Object pointing dataset rows:
========================

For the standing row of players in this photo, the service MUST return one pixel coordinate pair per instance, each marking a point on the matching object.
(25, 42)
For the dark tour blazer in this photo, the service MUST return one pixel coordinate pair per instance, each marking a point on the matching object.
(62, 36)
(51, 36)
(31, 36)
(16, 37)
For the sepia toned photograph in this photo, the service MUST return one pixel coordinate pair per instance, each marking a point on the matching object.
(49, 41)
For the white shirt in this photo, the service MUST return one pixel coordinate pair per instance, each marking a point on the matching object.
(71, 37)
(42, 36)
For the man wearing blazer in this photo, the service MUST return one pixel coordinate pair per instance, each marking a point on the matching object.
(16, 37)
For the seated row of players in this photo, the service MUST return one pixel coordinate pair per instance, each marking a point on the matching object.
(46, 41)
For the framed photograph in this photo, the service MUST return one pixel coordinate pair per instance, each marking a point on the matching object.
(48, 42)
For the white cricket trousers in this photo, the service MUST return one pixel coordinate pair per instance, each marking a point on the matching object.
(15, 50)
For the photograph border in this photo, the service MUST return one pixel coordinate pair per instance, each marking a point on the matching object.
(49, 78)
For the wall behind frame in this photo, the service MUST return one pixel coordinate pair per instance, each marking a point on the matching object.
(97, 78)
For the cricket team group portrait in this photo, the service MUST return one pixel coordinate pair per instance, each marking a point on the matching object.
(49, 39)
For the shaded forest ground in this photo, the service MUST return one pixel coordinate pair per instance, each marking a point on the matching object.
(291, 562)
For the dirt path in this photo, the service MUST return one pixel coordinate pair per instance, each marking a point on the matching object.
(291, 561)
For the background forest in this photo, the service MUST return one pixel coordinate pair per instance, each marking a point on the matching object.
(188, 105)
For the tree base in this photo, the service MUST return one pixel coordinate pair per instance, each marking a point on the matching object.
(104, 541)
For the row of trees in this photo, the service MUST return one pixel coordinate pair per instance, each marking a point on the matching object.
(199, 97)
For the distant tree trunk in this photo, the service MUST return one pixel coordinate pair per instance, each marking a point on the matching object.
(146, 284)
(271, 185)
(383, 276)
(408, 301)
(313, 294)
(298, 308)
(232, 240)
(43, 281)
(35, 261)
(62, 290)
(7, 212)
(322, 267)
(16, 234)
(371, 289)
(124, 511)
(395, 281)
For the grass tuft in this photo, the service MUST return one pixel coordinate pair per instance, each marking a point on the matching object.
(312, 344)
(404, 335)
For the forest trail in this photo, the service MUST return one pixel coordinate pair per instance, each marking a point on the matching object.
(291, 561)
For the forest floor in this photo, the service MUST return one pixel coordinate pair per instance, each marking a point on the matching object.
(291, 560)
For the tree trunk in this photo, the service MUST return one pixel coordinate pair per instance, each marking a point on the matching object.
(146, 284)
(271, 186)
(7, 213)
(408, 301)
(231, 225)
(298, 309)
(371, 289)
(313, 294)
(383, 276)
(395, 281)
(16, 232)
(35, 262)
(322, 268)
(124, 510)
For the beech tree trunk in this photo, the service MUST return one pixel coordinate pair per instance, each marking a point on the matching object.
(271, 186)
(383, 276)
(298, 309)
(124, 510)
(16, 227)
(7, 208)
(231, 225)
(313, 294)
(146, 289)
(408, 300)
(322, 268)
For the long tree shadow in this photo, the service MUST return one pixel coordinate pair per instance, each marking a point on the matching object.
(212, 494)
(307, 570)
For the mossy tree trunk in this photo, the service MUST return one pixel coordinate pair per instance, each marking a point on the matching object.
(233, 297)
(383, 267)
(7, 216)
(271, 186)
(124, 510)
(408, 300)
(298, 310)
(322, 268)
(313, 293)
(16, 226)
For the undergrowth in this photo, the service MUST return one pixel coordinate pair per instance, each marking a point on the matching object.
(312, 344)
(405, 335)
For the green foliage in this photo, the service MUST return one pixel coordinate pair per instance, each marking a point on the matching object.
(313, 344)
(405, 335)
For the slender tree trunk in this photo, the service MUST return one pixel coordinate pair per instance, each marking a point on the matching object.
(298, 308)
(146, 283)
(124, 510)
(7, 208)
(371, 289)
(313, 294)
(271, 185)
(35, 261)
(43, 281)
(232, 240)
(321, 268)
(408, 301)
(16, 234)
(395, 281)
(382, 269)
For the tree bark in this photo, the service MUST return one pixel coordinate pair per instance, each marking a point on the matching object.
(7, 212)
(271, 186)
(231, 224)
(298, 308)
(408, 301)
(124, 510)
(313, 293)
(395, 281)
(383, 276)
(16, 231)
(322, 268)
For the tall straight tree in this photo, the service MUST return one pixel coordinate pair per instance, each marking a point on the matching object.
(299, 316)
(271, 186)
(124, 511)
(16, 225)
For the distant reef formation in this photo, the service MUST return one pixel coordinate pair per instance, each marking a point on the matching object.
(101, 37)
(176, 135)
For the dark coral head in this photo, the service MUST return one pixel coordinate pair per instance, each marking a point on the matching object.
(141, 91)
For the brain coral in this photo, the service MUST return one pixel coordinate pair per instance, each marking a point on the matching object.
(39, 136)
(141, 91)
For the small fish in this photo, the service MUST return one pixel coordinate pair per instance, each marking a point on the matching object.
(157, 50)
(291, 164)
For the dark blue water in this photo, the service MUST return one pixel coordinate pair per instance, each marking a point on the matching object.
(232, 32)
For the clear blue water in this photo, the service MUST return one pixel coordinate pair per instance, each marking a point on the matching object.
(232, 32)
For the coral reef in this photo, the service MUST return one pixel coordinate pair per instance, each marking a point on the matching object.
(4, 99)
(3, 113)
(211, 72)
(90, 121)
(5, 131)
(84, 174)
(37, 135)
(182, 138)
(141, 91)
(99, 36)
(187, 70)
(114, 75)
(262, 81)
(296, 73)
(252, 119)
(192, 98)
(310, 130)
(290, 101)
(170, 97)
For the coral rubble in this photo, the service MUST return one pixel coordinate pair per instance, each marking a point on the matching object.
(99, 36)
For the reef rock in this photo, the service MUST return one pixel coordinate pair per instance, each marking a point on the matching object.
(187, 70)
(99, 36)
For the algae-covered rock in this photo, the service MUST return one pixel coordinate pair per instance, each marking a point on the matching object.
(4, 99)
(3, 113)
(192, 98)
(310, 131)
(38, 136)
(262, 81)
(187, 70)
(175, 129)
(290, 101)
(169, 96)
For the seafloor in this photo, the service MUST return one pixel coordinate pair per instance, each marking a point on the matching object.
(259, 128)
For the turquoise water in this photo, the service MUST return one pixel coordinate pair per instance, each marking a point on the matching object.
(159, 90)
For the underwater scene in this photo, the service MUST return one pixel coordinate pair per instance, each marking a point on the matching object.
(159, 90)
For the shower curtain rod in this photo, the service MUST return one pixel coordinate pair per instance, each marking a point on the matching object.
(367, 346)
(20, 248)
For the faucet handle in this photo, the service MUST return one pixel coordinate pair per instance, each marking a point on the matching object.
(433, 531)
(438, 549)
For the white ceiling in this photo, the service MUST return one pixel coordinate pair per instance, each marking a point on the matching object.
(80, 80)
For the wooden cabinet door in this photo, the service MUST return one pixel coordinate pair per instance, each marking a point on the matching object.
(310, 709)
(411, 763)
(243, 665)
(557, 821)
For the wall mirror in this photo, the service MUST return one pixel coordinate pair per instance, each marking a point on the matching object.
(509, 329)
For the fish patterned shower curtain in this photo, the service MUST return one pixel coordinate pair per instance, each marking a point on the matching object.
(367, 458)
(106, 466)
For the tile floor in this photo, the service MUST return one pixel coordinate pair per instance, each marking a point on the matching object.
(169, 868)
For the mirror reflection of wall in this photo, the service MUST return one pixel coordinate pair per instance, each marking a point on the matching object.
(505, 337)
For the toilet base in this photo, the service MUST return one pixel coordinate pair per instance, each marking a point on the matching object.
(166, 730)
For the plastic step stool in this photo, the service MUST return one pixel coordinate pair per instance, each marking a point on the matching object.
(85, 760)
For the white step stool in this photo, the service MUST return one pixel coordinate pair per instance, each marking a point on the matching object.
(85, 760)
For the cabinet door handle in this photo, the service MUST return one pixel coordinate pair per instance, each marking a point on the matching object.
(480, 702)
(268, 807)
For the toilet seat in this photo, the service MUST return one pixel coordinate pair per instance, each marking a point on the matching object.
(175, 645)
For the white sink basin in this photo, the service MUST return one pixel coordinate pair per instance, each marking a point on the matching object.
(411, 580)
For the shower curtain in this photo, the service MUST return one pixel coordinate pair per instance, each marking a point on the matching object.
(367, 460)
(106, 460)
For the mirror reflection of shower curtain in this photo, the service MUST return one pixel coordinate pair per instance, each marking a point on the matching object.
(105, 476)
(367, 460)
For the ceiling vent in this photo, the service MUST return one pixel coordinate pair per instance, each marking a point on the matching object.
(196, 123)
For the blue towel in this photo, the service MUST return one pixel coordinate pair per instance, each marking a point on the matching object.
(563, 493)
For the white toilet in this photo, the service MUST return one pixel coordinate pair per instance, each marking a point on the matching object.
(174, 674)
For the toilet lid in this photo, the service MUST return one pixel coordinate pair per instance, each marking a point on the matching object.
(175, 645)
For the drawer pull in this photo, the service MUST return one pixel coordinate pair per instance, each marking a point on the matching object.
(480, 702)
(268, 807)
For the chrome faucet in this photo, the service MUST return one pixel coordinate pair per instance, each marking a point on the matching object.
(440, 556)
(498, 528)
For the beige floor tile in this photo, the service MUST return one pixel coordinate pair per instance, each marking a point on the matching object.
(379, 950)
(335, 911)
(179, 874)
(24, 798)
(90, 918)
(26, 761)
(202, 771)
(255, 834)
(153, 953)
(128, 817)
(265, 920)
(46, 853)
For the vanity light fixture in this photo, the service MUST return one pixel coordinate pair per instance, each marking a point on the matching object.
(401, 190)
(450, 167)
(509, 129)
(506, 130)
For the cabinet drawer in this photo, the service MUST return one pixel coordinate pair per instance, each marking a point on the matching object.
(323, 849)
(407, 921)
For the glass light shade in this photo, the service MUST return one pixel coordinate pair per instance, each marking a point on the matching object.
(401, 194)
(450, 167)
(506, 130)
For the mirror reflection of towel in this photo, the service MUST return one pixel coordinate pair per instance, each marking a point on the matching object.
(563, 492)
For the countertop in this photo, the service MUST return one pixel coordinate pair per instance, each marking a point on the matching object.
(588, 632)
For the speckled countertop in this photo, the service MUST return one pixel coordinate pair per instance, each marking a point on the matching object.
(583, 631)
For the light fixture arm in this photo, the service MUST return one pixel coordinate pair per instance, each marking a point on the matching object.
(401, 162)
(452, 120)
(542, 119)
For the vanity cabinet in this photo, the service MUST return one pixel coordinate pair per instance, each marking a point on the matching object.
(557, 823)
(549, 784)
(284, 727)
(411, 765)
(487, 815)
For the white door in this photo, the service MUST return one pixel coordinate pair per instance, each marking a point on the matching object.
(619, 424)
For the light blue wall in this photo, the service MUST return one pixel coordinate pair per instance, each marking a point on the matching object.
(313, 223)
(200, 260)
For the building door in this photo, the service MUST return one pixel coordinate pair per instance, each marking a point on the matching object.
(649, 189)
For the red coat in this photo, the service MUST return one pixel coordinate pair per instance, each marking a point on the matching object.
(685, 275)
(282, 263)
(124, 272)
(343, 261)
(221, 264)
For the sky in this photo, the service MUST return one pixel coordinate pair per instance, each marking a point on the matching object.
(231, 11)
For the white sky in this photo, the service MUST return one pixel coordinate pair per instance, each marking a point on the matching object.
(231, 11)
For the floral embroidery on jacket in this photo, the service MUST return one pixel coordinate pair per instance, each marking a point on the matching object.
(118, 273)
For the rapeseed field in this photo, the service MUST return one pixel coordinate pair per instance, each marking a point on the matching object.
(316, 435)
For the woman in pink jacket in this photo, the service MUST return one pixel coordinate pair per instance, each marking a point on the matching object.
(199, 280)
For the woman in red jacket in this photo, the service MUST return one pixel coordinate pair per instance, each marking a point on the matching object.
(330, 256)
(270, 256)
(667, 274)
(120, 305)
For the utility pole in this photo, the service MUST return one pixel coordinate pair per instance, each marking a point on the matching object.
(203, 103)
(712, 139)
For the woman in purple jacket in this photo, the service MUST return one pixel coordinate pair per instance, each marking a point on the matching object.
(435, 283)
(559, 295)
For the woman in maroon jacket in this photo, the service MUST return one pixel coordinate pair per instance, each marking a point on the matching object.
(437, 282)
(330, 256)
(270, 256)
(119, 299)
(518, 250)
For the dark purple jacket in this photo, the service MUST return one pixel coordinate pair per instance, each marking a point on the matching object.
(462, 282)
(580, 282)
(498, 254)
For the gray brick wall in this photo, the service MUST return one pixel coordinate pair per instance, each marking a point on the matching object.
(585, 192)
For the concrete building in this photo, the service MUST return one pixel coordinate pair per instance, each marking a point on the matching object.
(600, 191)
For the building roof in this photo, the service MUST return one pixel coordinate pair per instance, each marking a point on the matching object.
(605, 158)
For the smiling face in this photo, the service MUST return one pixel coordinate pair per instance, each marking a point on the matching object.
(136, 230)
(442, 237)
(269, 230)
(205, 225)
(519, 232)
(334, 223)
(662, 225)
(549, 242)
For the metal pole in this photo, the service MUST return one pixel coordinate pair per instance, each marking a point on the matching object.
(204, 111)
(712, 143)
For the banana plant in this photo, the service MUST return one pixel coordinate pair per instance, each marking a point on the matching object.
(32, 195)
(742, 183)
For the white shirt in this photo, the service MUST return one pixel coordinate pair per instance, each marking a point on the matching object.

========================

**WHAT THIS TASK INVOLVES**
Every line from the one holding "For the gray" through the final line of the listing must be echoed exactly; leave out all other lines.

**SOLUTION TO THE PROBLEM**
For the gray brick wall in this photo, the service MUST return one pixel coordinate pair per instance, each marking a point on the matching object.
(585, 192)
For the concrete building in this photo, the service MUST return one pixel coordinate pair per instance, each marking a point on the matching object.
(600, 191)
For the building roof in this photo, the service MUST return one pixel coordinate pair per instance, each marking a point on the matching object.
(605, 158)
For the smiling face in this photo, the service MUST return one pixel coordinate pair per instance, each marking a point on the matching object.
(136, 230)
(442, 237)
(269, 230)
(205, 225)
(519, 232)
(334, 223)
(662, 225)
(549, 242)
For the metal pole in this photo, the service MUST return one pixel coordinate pair per instance, each marking a point on the matching object.
(204, 111)
(712, 143)
For the banana plant in this photo, the service MUST return one pixel coordinate pair per instance, each marking a point on the matching object.
(32, 195)
(742, 183)
For the white shirt in this photo, the service MUST return one pixel coordinate pair per instance, each marking a point on the matching object.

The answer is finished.